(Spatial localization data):
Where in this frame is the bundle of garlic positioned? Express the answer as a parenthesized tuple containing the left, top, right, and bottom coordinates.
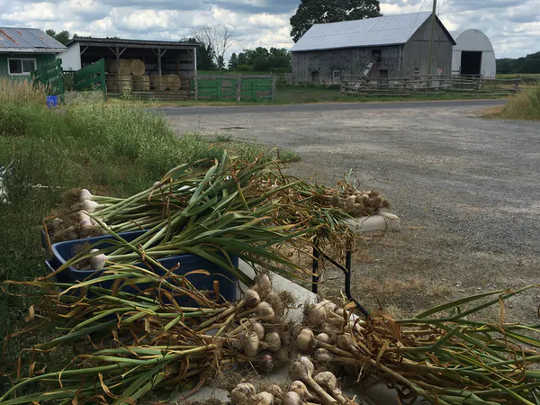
(230, 359, 359, 405)
(1, 271, 294, 404)
(295, 289, 540, 405)
(314, 189, 389, 218)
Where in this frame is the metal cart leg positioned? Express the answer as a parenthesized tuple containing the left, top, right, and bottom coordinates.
(311, 243, 370, 318)
(312, 244, 320, 294)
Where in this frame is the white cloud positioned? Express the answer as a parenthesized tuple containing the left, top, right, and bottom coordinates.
(0, 0, 538, 59)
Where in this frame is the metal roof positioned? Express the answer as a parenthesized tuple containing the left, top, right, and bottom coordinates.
(68, 36, 200, 50)
(0, 27, 66, 53)
(292, 12, 438, 52)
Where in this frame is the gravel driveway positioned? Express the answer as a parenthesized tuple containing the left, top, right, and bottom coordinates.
(161, 101, 540, 321)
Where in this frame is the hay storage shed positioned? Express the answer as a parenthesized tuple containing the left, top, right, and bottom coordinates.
(290, 12, 455, 84)
(452, 29, 496, 78)
(64, 37, 200, 98)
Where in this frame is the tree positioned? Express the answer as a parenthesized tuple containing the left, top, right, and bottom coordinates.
(185, 38, 217, 70)
(229, 53, 238, 70)
(229, 47, 291, 73)
(45, 29, 71, 45)
(290, 0, 381, 42)
(192, 25, 232, 70)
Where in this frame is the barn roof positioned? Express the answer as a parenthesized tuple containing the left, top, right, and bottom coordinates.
(0, 27, 66, 53)
(291, 12, 454, 52)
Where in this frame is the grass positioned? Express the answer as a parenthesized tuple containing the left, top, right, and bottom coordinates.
(0, 81, 298, 358)
(493, 85, 540, 120)
(497, 73, 540, 79)
(144, 84, 508, 108)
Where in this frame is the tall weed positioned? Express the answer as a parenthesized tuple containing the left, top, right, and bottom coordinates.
(0, 78, 45, 106)
(499, 85, 540, 120)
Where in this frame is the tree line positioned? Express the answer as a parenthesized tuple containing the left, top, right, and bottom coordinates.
(497, 52, 540, 74)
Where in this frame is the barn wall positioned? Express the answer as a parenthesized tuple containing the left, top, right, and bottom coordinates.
(291, 45, 404, 84)
(402, 17, 453, 77)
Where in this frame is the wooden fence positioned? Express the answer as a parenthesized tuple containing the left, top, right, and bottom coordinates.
(340, 75, 522, 97)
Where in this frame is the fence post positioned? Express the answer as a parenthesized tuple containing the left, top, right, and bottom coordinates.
(236, 75, 241, 102)
(272, 76, 277, 102)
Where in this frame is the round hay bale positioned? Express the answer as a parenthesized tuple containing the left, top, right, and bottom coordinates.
(165, 74, 181, 91)
(117, 75, 133, 93)
(132, 75, 150, 91)
(130, 59, 146, 76)
(150, 74, 167, 91)
(107, 59, 131, 75)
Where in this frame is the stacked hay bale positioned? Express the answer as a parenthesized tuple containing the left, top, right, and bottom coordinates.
(150, 74, 168, 91)
(132, 75, 150, 91)
(130, 59, 148, 91)
(106, 59, 149, 94)
(165, 74, 181, 91)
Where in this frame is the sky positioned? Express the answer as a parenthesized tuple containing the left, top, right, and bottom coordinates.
(0, 0, 538, 59)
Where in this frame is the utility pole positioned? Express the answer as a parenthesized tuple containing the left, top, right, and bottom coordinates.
(427, 0, 437, 77)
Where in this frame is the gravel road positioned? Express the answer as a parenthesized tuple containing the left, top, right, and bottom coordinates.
(161, 100, 540, 320)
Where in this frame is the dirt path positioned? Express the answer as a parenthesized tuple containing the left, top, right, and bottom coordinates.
(161, 101, 540, 322)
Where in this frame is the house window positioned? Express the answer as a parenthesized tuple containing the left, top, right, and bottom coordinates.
(372, 49, 382, 62)
(7, 58, 36, 76)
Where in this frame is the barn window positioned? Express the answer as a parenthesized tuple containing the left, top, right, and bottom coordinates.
(332, 70, 342, 82)
(8, 58, 36, 76)
(372, 49, 382, 62)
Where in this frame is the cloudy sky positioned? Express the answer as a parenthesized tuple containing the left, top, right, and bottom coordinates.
(0, 0, 538, 58)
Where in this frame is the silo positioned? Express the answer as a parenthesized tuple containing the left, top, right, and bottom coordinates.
(452, 29, 496, 78)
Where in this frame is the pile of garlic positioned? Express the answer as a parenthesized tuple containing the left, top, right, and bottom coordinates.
(230, 357, 357, 405)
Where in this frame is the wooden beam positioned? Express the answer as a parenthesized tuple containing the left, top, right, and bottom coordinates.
(80, 46, 89, 56)
(108, 46, 127, 58)
(152, 48, 167, 76)
(193, 47, 198, 100)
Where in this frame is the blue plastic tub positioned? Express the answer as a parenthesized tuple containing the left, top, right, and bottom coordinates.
(49, 231, 239, 305)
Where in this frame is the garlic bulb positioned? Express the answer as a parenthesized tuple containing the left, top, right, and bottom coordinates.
(241, 331, 260, 358)
(267, 384, 283, 399)
(252, 321, 265, 340)
(80, 188, 92, 201)
(255, 273, 272, 298)
(243, 289, 261, 309)
(80, 199, 99, 213)
(254, 392, 274, 405)
(314, 348, 332, 362)
(263, 332, 282, 352)
(296, 328, 315, 353)
(231, 383, 256, 405)
(316, 333, 331, 344)
(282, 392, 302, 405)
(255, 302, 275, 321)
(290, 381, 310, 399)
(89, 249, 106, 270)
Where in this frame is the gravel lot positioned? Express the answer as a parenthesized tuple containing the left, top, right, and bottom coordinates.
(161, 101, 540, 321)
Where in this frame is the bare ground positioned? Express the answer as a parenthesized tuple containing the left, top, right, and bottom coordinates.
(161, 101, 540, 323)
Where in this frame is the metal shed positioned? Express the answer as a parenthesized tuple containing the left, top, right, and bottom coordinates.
(452, 29, 496, 78)
(290, 12, 455, 84)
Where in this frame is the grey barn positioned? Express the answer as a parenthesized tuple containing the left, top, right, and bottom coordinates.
(291, 12, 456, 84)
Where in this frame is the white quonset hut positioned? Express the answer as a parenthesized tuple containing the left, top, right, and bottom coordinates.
(452, 29, 496, 78)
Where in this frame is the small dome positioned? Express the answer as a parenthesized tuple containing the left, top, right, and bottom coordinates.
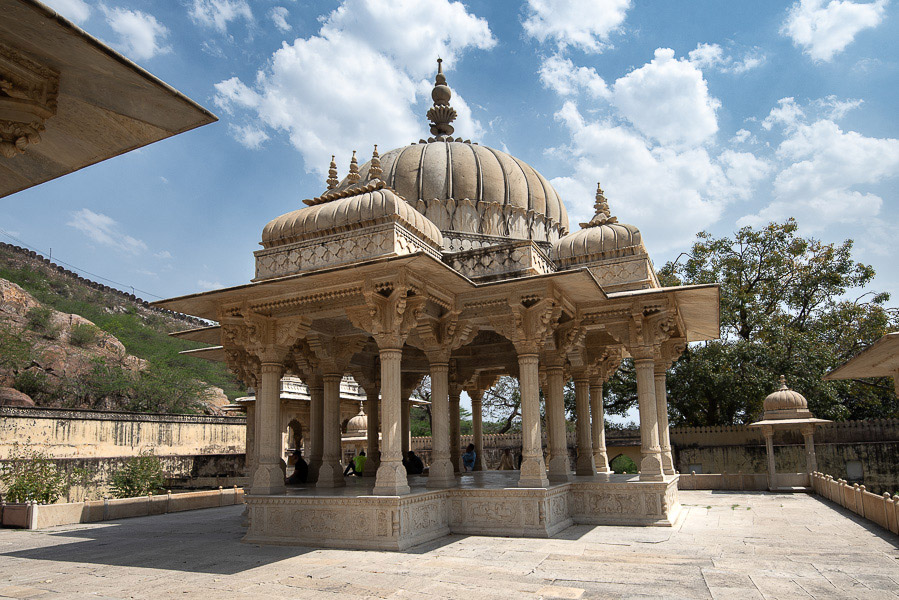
(554, 184, 643, 263)
(346, 403, 367, 434)
(762, 376, 811, 419)
(261, 184, 442, 250)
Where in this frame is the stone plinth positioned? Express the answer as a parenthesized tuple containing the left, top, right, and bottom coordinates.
(243, 471, 680, 550)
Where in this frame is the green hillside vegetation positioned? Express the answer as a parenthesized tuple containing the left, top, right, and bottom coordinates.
(0, 247, 244, 412)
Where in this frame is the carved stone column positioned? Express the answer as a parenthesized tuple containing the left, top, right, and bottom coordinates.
(589, 379, 610, 473)
(654, 364, 675, 475)
(363, 386, 380, 477)
(373, 346, 410, 495)
(470, 389, 486, 471)
(545, 363, 570, 481)
(244, 402, 256, 478)
(573, 375, 595, 476)
(449, 388, 461, 473)
(519, 353, 549, 487)
(307, 376, 324, 483)
(316, 373, 345, 488)
(427, 361, 455, 487)
(634, 348, 664, 481)
(253, 361, 287, 495)
(801, 424, 818, 474)
(762, 424, 776, 489)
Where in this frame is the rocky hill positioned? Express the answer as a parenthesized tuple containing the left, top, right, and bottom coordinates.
(0, 243, 244, 414)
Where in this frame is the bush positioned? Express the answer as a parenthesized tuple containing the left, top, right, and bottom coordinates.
(0, 444, 90, 504)
(69, 322, 100, 347)
(25, 306, 60, 339)
(0, 324, 31, 371)
(110, 451, 164, 498)
(13, 370, 54, 400)
(609, 454, 639, 474)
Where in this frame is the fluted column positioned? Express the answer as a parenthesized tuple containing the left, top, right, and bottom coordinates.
(589, 380, 610, 473)
(546, 365, 570, 481)
(519, 353, 549, 487)
(307, 377, 323, 483)
(801, 424, 818, 474)
(427, 361, 455, 487)
(250, 361, 286, 495)
(449, 390, 461, 473)
(316, 373, 345, 488)
(574, 375, 595, 476)
(634, 351, 664, 481)
(372, 347, 410, 495)
(654, 365, 675, 475)
(470, 390, 486, 471)
(362, 387, 380, 477)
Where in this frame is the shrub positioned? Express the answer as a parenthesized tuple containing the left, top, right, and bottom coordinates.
(110, 451, 164, 498)
(13, 370, 52, 400)
(0, 324, 31, 371)
(609, 454, 639, 474)
(0, 444, 91, 504)
(25, 306, 60, 339)
(69, 322, 100, 347)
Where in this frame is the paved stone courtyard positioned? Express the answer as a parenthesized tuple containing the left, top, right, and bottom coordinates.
(0, 490, 896, 599)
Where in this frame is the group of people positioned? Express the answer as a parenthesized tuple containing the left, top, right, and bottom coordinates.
(286, 444, 482, 484)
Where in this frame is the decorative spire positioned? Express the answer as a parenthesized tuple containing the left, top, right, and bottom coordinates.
(347, 150, 360, 184)
(357, 401, 365, 416)
(580, 182, 618, 228)
(369, 145, 382, 180)
(326, 155, 339, 189)
(427, 58, 457, 137)
(779, 375, 788, 390)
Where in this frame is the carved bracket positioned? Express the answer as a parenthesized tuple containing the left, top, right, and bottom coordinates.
(0, 43, 59, 158)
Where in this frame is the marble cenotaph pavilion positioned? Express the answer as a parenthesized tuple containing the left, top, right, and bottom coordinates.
(157, 61, 720, 550)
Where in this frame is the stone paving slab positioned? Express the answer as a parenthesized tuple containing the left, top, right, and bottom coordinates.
(0, 491, 896, 599)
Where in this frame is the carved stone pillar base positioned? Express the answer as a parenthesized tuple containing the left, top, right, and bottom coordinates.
(548, 456, 572, 482)
(373, 461, 411, 496)
(427, 459, 456, 488)
(251, 462, 286, 495)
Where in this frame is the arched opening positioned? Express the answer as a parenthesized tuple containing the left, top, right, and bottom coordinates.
(609, 454, 638, 474)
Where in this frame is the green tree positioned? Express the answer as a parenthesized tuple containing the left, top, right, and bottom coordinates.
(1, 444, 91, 504)
(110, 451, 164, 498)
(652, 219, 899, 425)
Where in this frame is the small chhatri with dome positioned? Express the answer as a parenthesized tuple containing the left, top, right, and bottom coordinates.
(156, 60, 720, 550)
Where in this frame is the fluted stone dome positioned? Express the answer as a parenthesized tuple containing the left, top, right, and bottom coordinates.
(762, 376, 811, 419)
(346, 404, 368, 435)
(332, 141, 569, 243)
(554, 184, 644, 264)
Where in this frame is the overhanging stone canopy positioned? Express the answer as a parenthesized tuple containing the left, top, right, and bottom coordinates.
(157, 61, 720, 550)
(0, 0, 216, 197)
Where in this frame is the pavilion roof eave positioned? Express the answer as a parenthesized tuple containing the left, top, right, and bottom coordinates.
(605, 283, 721, 343)
(748, 418, 831, 427)
(180, 345, 226, 362)
(169, 325, 222, 345)
(823, 332, 899, 380)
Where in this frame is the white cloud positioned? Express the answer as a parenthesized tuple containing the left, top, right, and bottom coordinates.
(154, 250, 173, 259)
(814, 94, 864, 119)
(611, 48, 720, 147)
(523, 0, 631, 53)
(42, 0, 90, 23)
(189, 0, 252, 33)
(538, 54, 609, 98)
(102, 7, 170, 61)
(731, 129, 752, 144)
(687, 43, 766, 74)
(229, 123, 270, 149)
(68, 209, 148, 255)
(198, 280, 224, 290)
(550, 102, 768, 251)
(213, 0, 495, 175)
(762, 97, 805, 131)
(270, 6, 291, 33)
(781, 0, 888, 62)
(741, 103, 899, 230)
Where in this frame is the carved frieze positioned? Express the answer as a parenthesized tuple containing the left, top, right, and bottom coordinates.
(0, 43, 59, 158)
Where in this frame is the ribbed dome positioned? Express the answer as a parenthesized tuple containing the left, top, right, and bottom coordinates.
(346, 404, 367, 434)
(762, 376, 811, 419)
(331, 141, 569, 244)
(261, 184, 442, 250)
(554, 184, 643, 264)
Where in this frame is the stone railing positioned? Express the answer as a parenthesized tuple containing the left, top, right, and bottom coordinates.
(0, 486, 244, 530)
(811, 472, 899, 536)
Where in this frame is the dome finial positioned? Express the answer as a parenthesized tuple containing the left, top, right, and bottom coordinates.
(347, 150, 360, 184)
(427, 57, 456, 138)
(580, 181, 618, 228)
(326, 155, 339, 189)
(779, 374, 788, 390)
(369, 144, 382, 180)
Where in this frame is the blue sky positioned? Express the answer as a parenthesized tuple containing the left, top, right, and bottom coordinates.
(4, 0, 899, 311)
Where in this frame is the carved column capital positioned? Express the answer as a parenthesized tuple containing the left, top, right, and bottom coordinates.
(489, 297, 560, 356)
(346, 280, 425, 350)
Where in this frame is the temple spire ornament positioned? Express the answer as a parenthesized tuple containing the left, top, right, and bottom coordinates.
(427, 58, 456, 137)
(369, 145, 382, 180)
(580, 182, 618, 228)
(347, 150, 361, 184)
(326, 155, 339, 189)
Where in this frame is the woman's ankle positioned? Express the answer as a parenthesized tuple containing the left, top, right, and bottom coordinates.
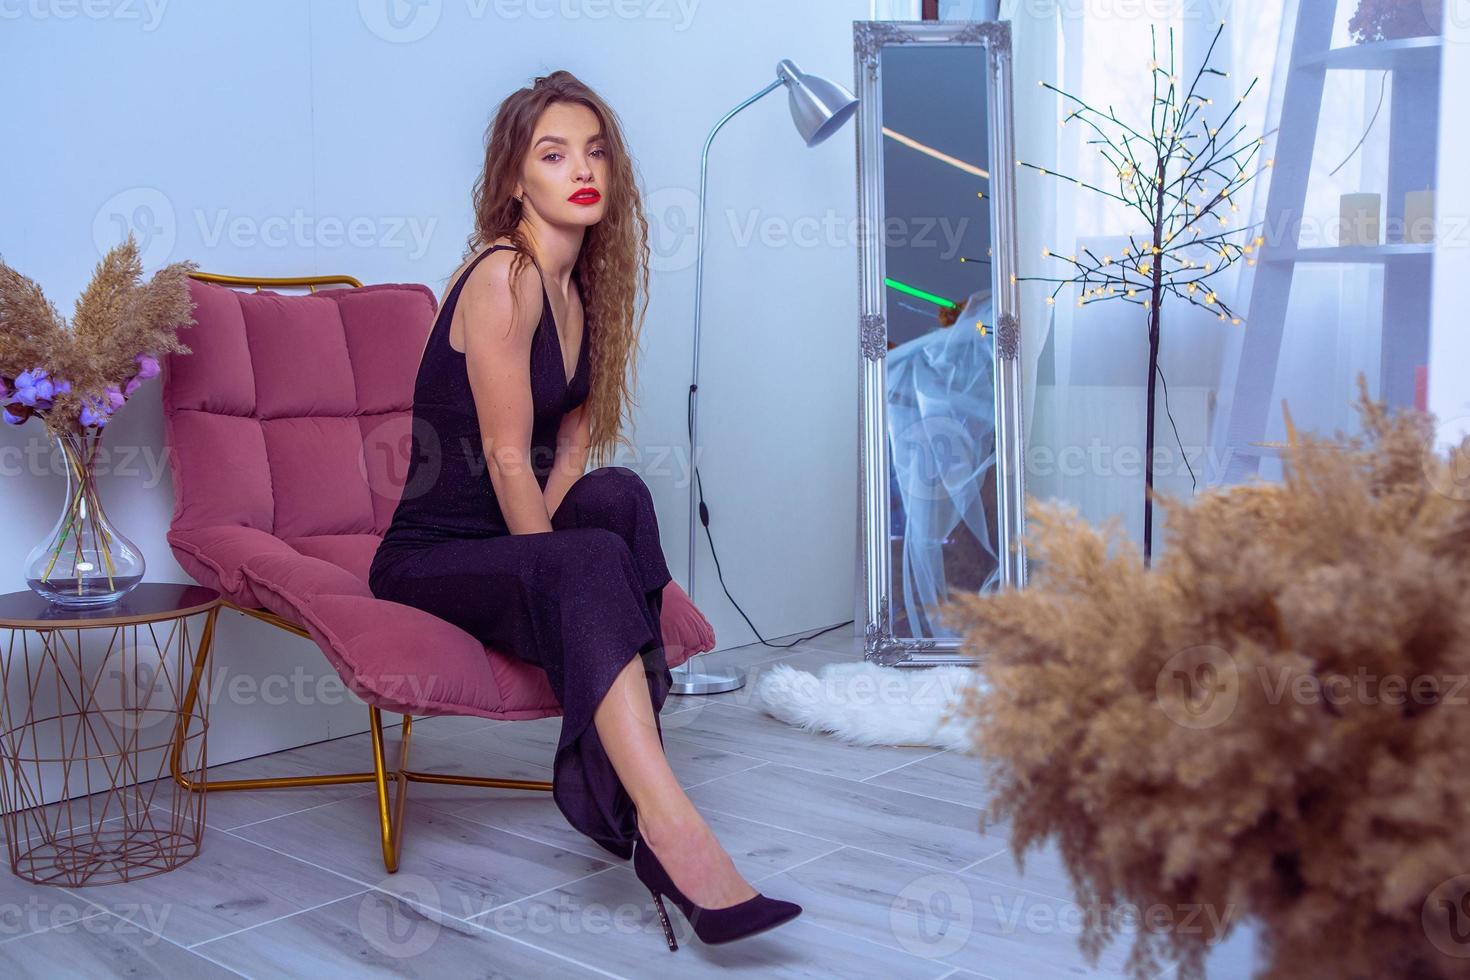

(Work instructions):
Only the lines from the one containing "Where in this frame is the temple" through the last line of the data belong in the copy, both included and reproduced exactly. Pictures do not.

(Answer for this exercise):
Where in this frame is the temple spire ornament positioned? Express the answer as a parenthesized tuple containing the left, top, right, and bottom coordinates.
(427, 58, 456, 137)
(369, 145, 382, 180)
(580, 182, 618, 228)
(347, 150, 361, 184)
(326, 155, 339, 189)
Where in this frame is the woman's ankle positioned? Express the answer as a parenthesized tuple containing the left, top, right, and bottom coordinates.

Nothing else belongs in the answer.